Which lines in the items below contain the string "white"? Copy each of those lines in full, counting only matches with the same capitalization.
::::::
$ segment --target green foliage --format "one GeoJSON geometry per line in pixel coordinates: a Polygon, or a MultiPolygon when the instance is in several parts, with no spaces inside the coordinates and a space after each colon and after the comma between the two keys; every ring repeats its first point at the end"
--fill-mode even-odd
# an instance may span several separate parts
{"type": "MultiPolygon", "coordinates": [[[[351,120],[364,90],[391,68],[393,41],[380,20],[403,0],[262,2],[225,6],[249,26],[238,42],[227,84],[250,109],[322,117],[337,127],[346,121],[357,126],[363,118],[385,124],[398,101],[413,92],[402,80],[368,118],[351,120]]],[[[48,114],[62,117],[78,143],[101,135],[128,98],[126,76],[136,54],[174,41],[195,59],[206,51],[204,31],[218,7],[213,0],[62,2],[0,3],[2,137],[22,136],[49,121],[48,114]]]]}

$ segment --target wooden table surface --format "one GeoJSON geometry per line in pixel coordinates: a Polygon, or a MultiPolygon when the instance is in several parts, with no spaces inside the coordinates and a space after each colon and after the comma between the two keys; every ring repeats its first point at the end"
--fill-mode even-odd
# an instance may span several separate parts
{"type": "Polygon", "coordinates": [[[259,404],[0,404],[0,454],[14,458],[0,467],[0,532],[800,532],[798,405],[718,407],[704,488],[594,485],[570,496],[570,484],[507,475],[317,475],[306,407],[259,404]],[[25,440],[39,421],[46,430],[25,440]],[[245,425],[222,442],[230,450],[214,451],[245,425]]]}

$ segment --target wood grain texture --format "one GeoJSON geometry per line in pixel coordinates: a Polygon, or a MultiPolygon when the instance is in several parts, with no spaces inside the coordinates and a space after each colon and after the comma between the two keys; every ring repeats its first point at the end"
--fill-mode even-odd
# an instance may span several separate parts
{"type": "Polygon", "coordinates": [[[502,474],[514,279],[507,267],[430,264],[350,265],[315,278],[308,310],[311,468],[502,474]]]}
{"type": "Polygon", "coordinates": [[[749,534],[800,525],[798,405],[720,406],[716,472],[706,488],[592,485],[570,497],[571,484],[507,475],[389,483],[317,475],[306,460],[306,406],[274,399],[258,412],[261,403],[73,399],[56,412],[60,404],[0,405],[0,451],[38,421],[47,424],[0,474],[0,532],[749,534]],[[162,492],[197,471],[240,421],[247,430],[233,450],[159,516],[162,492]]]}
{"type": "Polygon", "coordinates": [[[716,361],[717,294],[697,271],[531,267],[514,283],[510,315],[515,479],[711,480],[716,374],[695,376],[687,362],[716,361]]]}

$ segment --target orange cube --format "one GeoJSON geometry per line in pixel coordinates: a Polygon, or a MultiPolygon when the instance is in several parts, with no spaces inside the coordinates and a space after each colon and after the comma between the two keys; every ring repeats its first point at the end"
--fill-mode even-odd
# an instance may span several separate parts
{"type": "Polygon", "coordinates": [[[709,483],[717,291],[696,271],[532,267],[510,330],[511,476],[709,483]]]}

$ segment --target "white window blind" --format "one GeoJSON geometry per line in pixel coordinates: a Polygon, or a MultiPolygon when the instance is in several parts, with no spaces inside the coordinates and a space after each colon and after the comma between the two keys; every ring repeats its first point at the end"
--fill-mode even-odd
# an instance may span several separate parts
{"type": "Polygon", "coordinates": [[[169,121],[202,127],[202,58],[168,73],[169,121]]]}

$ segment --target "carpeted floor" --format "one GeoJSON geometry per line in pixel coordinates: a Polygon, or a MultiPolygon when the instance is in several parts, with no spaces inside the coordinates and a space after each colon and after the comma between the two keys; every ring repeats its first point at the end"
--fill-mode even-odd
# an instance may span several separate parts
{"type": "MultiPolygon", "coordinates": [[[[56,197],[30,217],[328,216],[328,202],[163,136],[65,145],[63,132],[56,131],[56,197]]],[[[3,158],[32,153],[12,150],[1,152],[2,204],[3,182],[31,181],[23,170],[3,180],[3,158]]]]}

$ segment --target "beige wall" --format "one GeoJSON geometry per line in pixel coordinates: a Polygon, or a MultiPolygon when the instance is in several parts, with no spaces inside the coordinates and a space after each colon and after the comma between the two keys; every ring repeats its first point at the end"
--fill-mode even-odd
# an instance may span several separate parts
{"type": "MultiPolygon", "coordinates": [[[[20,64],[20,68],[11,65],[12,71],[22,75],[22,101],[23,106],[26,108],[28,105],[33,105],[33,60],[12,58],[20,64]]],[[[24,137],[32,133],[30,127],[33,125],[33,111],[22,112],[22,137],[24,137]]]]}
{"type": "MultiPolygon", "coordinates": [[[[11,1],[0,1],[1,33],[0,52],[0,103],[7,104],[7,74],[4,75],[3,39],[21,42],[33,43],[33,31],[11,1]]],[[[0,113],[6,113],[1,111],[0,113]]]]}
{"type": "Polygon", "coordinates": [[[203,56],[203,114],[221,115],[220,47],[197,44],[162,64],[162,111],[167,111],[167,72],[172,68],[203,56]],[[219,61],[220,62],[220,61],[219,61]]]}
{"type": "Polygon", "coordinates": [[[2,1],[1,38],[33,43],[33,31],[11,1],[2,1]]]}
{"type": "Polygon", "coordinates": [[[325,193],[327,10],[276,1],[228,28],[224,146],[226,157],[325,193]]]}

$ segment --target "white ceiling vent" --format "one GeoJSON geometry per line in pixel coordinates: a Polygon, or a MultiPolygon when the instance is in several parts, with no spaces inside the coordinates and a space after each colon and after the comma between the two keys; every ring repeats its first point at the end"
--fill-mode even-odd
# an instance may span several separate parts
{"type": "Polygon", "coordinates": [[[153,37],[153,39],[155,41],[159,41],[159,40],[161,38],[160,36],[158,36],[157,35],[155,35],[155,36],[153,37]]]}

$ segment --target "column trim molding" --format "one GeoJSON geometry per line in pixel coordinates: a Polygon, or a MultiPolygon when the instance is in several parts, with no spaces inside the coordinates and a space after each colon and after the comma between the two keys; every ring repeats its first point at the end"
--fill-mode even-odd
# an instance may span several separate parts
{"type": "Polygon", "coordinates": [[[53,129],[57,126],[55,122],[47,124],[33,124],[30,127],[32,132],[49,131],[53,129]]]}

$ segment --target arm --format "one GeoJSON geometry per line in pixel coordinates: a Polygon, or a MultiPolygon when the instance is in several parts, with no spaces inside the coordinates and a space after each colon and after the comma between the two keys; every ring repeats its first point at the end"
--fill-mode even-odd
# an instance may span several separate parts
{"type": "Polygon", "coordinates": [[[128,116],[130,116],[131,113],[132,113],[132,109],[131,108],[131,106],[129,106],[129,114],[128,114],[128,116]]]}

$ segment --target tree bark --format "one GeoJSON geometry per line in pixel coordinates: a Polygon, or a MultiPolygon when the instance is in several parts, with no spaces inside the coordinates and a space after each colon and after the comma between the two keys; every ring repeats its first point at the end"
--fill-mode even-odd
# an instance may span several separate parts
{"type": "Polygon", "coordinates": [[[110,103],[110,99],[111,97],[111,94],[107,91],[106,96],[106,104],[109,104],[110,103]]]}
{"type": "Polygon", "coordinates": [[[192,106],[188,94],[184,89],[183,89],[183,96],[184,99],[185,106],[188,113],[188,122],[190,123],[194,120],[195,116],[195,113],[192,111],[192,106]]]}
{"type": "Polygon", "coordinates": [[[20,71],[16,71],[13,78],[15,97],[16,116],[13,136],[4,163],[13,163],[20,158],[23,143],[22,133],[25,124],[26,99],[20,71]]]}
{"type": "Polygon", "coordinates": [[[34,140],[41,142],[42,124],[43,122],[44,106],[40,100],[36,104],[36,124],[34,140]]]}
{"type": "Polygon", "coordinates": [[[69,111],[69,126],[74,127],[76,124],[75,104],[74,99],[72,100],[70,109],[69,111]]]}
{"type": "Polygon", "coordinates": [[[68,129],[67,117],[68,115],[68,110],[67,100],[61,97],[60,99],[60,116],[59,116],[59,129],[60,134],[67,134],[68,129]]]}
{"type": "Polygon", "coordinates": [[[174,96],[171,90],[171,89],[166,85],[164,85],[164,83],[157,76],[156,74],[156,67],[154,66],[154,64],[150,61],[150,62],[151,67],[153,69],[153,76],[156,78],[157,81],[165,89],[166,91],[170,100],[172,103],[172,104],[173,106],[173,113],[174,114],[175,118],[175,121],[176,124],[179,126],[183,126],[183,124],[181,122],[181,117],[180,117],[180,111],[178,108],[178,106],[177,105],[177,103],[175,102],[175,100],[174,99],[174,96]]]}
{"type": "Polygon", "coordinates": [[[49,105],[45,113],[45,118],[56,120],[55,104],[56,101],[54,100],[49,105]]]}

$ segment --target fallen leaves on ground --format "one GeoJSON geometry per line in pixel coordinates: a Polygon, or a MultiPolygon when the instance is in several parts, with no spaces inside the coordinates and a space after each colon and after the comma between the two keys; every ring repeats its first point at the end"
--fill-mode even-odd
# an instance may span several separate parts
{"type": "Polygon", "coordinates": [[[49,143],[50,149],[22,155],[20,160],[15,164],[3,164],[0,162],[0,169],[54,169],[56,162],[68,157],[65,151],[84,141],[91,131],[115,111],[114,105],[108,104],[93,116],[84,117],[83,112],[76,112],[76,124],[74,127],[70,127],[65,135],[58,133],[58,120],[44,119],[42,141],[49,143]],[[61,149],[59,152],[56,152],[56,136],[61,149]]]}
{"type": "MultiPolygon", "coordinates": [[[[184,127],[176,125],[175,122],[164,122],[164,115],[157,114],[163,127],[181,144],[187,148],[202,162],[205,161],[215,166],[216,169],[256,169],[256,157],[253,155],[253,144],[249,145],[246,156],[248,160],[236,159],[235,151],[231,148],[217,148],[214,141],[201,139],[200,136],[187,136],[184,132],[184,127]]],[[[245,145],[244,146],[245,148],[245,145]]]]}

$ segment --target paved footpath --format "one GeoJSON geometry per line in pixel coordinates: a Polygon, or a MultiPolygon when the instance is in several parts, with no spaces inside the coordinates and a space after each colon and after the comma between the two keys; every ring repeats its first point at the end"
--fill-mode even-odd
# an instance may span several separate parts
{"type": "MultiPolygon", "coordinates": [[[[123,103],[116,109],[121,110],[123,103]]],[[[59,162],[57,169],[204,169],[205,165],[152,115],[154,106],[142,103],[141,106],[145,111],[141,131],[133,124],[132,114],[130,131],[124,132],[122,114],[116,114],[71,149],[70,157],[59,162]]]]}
::::::
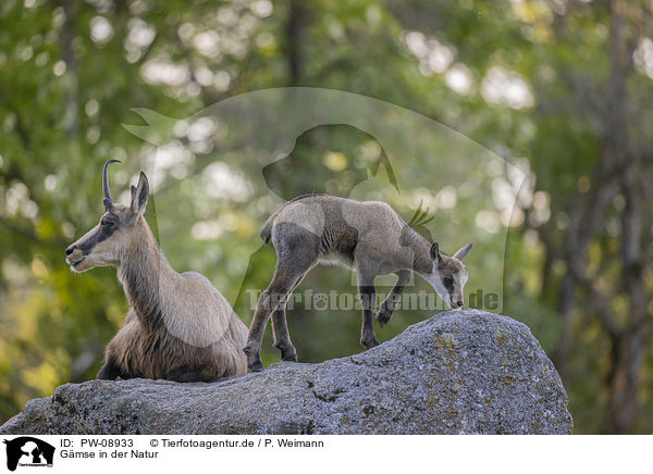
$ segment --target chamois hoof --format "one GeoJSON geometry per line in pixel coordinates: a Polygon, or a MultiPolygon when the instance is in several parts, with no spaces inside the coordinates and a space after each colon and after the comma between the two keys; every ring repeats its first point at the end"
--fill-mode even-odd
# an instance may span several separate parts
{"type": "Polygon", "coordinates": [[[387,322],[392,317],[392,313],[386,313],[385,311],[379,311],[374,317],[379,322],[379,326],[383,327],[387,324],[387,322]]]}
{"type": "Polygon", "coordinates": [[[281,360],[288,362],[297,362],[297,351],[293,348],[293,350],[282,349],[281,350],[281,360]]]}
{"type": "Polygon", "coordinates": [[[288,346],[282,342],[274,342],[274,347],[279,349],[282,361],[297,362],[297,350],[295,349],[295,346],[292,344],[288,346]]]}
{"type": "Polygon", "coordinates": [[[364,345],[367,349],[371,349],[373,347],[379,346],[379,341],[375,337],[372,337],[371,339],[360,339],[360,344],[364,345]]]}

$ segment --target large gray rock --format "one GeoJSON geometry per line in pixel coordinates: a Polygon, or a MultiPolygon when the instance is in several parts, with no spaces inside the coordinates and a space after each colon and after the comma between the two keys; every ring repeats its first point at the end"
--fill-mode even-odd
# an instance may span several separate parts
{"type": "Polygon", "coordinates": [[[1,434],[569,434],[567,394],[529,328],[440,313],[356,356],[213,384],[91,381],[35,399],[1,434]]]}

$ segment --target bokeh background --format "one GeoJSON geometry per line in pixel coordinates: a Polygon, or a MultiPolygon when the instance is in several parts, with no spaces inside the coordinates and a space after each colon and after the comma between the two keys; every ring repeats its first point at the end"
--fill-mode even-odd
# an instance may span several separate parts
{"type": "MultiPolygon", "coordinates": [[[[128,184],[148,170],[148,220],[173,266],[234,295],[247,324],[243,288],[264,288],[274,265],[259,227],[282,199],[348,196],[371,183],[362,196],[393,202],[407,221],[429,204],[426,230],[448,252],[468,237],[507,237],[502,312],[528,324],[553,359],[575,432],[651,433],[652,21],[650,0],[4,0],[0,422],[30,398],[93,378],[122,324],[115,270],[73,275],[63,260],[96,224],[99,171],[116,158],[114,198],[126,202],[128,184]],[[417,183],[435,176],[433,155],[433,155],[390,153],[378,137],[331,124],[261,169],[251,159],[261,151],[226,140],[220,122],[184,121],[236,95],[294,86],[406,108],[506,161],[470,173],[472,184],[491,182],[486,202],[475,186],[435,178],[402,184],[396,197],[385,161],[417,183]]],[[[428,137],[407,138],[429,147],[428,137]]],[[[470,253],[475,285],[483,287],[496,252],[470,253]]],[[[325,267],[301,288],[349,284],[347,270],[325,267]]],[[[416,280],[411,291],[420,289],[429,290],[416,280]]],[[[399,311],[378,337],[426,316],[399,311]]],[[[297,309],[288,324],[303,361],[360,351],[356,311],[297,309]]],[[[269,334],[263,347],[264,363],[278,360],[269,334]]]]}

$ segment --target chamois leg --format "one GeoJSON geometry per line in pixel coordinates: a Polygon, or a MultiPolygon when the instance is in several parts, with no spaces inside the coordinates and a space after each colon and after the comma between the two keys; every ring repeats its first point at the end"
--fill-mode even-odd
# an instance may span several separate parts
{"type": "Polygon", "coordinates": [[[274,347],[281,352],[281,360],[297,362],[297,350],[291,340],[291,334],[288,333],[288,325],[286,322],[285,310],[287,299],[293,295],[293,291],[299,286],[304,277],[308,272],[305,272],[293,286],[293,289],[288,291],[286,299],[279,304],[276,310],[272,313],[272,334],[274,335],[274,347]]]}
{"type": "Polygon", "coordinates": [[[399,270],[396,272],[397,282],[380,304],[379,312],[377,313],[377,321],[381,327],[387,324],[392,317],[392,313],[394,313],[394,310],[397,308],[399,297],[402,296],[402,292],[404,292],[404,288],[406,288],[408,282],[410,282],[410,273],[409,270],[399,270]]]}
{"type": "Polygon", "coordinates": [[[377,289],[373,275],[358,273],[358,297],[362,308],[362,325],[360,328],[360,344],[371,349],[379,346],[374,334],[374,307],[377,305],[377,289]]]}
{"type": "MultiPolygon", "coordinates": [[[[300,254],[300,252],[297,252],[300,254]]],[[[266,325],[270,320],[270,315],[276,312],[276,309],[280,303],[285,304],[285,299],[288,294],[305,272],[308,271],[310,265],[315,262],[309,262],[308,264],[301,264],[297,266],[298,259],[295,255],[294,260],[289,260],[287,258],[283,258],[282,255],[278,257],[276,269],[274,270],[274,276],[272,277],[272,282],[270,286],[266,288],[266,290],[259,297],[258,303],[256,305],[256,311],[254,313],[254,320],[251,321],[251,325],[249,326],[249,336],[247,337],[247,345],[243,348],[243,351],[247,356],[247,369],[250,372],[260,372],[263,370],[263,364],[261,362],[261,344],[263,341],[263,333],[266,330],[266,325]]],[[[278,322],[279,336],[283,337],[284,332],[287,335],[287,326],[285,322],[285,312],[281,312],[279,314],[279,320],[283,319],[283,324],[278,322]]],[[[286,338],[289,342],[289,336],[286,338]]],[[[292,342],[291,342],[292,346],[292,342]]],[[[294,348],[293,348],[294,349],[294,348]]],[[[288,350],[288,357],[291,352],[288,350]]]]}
::::::
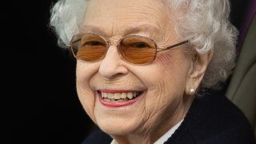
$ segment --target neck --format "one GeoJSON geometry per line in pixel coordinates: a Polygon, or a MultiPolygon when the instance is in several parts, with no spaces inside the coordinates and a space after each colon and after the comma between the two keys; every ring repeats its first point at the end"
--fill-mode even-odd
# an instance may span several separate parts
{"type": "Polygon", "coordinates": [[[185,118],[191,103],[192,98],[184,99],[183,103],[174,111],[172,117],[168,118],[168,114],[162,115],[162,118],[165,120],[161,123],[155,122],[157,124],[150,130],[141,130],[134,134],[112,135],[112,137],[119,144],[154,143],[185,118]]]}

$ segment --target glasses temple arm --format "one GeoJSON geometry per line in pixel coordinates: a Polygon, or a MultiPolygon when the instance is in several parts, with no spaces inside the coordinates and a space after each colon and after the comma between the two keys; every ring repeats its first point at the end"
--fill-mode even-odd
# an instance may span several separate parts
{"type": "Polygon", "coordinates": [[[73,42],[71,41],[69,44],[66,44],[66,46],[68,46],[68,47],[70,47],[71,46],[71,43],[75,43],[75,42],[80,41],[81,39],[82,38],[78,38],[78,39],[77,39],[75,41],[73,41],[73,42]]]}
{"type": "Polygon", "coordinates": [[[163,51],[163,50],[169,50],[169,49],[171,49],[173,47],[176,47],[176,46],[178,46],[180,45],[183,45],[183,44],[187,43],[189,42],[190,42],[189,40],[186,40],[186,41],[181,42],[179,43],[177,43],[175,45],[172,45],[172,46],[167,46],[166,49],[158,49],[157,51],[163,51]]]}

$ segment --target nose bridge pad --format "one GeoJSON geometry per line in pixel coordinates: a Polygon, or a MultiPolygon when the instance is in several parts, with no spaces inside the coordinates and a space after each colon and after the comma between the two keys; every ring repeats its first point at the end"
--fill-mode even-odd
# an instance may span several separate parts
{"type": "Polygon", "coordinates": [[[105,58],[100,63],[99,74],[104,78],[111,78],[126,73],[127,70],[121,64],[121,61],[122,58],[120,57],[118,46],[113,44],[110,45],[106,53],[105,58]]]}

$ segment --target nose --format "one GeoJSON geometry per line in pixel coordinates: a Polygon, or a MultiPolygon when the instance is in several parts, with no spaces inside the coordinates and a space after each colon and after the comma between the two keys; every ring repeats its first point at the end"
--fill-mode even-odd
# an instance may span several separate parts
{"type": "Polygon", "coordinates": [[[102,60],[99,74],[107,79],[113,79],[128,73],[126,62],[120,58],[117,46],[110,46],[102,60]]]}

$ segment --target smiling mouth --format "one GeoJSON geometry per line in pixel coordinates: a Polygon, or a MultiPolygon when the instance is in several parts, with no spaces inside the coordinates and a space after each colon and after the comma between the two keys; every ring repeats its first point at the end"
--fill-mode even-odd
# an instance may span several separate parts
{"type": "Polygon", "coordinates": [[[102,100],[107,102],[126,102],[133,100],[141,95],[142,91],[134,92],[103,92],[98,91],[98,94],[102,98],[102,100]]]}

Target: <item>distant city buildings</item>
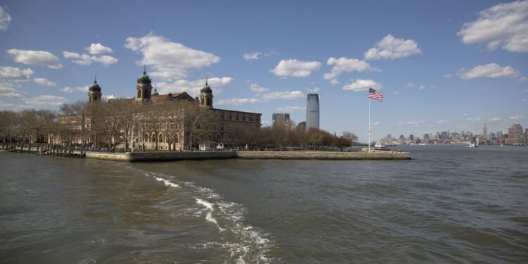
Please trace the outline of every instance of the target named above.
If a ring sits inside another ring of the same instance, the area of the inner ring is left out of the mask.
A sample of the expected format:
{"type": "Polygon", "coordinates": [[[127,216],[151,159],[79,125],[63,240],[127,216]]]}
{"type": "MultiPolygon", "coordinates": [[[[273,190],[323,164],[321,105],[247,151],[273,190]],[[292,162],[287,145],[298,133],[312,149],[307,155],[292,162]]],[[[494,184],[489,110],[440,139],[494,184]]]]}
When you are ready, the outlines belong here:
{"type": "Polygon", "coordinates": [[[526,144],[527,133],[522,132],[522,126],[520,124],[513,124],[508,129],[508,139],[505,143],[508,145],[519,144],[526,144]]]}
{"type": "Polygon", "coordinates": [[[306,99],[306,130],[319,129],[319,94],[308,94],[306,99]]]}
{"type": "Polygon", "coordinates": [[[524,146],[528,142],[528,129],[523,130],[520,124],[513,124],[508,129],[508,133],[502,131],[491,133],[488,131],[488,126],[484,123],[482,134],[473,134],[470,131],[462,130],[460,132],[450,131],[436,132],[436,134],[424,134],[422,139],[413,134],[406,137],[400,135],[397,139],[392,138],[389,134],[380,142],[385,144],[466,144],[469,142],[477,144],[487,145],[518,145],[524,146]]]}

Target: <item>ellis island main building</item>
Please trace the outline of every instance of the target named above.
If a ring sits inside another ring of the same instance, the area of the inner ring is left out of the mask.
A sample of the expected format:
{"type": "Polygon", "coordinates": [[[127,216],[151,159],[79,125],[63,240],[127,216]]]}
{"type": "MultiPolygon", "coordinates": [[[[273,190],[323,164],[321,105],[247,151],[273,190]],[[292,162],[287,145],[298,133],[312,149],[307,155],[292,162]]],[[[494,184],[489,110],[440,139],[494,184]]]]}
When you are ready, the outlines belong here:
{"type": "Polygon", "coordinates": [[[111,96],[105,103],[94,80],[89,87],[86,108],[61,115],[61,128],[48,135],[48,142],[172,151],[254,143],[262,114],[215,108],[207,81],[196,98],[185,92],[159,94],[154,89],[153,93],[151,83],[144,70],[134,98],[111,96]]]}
::::::
Result of the task
$ segment --target "white window blind" --format "one GeoJSON geometry per line in pixel coordinates: a Polygon, or a MultiPolygon when the instance is in several parts, with no spaces inside the coordinates and a space after each colon and after the comma between the two keys; every ring repeats its first point at the end"
$ segment --target "white ceiling vent" --format "one GeoJSON geometry per line in pixel coordinates: a Polygon, or a MultiPolygon when the instance is in several parts, with no spaces inside the coordinates and a space after each colon and after the comma between the two keys; every ring repeats its first point at the end"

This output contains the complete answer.